TASK DIRECTIONS
Filter the records down to the lines that hold the word "stacked", and copy each of those lines.

Saved entries
--- START ---
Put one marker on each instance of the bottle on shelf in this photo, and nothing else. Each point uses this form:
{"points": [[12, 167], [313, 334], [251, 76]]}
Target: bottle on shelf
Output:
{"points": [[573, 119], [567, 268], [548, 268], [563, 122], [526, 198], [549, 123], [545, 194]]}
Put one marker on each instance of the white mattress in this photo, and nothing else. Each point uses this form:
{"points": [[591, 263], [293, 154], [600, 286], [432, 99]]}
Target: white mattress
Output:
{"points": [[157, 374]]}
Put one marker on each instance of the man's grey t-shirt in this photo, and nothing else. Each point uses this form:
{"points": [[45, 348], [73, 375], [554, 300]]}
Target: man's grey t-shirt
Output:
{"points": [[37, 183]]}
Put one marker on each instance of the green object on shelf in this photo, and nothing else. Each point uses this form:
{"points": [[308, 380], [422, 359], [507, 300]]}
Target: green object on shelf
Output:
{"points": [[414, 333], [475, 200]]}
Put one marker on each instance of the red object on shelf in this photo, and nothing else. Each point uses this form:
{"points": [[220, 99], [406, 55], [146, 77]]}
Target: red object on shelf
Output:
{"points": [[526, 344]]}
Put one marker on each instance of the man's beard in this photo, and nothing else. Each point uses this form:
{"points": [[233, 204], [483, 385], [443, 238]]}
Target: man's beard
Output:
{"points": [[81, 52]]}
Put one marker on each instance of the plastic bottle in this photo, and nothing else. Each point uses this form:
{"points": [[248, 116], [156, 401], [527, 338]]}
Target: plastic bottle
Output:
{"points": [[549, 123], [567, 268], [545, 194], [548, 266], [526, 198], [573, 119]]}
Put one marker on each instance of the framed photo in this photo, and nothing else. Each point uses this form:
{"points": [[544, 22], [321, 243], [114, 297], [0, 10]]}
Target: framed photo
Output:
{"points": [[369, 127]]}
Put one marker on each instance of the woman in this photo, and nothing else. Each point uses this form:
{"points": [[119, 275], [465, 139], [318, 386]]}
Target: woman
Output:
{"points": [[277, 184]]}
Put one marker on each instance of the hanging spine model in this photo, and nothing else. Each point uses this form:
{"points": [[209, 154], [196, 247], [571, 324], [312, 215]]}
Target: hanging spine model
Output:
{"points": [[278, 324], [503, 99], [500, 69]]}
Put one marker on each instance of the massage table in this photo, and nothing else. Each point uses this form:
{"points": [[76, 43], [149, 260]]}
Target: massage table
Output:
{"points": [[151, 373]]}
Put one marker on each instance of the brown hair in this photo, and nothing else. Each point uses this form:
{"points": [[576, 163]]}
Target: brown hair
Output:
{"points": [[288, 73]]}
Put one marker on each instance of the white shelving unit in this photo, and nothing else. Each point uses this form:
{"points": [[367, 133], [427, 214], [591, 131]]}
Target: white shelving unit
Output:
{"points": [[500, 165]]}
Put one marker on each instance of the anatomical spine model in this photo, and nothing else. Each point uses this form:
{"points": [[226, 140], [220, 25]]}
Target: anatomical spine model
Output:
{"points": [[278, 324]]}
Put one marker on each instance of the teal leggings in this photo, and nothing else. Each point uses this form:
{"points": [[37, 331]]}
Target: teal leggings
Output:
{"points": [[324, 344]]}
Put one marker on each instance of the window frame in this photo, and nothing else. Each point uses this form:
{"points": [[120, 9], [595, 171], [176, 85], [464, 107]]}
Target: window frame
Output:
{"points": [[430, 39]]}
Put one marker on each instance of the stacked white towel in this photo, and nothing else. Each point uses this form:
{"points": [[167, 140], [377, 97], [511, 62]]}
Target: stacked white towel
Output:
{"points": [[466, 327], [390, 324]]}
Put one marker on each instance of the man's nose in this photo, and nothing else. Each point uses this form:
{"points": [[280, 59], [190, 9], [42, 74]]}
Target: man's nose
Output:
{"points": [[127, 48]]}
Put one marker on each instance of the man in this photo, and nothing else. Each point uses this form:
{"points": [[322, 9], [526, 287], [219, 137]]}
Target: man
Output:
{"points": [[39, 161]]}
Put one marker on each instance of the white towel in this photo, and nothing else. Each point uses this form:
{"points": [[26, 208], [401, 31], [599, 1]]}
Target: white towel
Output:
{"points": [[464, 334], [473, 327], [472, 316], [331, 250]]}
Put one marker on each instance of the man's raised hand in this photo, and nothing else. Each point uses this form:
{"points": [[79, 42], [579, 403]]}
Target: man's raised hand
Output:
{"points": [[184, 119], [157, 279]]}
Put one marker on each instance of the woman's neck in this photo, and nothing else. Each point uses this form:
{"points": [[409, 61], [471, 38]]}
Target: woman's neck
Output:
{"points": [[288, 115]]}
--- END ---
EXERCISE RESULT
Put one marker on each instance of the stacked white towel in this photo, and nothing else. Each point uses this form:
Target: stacked white towel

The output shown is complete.